● **Data**
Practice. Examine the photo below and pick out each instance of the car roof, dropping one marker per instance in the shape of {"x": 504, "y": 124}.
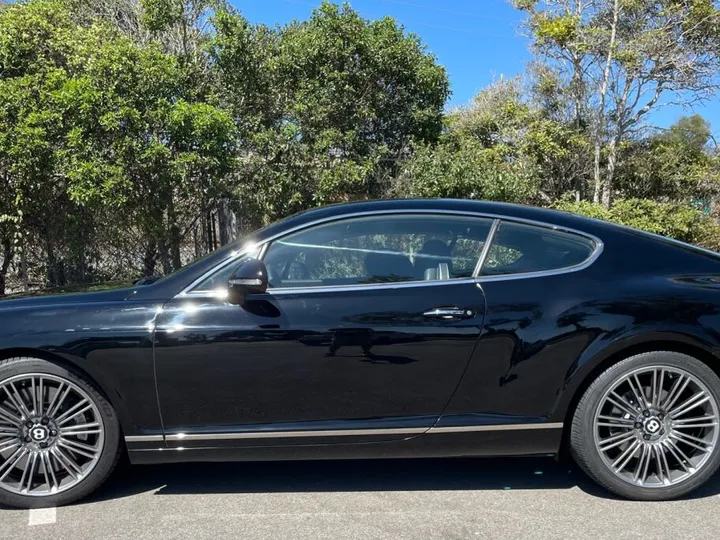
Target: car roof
{"x": 519, "y": 211}
{"x": 608, "y": 233}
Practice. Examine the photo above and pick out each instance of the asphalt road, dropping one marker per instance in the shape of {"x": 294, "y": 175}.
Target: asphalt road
{"x": 404, "y": 499}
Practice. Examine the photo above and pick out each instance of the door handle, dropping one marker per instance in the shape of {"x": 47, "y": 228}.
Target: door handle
{"x": 449, "y": 313}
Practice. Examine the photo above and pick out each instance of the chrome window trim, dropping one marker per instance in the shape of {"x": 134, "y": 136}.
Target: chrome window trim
{"x": 369, "y": 432}
{"x": 486, "y": 247}
{"x": 187, "y": 292}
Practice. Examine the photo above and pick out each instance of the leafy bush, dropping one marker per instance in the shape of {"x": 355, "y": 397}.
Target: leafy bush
{"x": 675, "y": 220}
{"x": 467, "y": 171}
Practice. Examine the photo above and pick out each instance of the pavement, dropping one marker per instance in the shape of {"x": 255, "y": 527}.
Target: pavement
{"x": 400, "y": 499}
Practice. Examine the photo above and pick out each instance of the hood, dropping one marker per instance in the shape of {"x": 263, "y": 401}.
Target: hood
{"x": 69, "y": 295}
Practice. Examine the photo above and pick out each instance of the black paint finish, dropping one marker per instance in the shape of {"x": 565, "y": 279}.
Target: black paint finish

● **Problem requirements**
Output exactly the lines of the material above from the one containing "of the door" up to and including the one containing "the hood, dropping".

● **Task result**
Practice. Examine the photo above and pick out each instance of the door handle, dropping one marker per instance in the shape of {"x": 47, "y": 228}.
Target: door handle
{"x": 449, "y": 313}
Practice. Examine the photo above and pick out each instance of the chrome window trim, dropping one marker per instance in the shape of {"x": 134, "y": 136}.
Target: chrome window trim
{"x": 369, "y": 432}
{"x": 486, "y": 247}
{"x": 187, "y": 292}
Practice. Examine the photo above and pick out each instance of the leafy bush, dropping one marker per instance in the shape of {"x": 355, "y": 397}.
Target: leafy bush
{"x": 675, "y": 220}
{"x": 467, "y": 171}
Practice. Examine the photo above and pick out each instance of the pavement, dropping one marker per instance in the shape of {"x": 255, "y": 527}.
Target: pavement
{"x": 400, "y": 499}
Practice. Examine the photo above and pick out each instance of the hood, dropping one marker per instance in the shape of {"x": 263, "y": 401}.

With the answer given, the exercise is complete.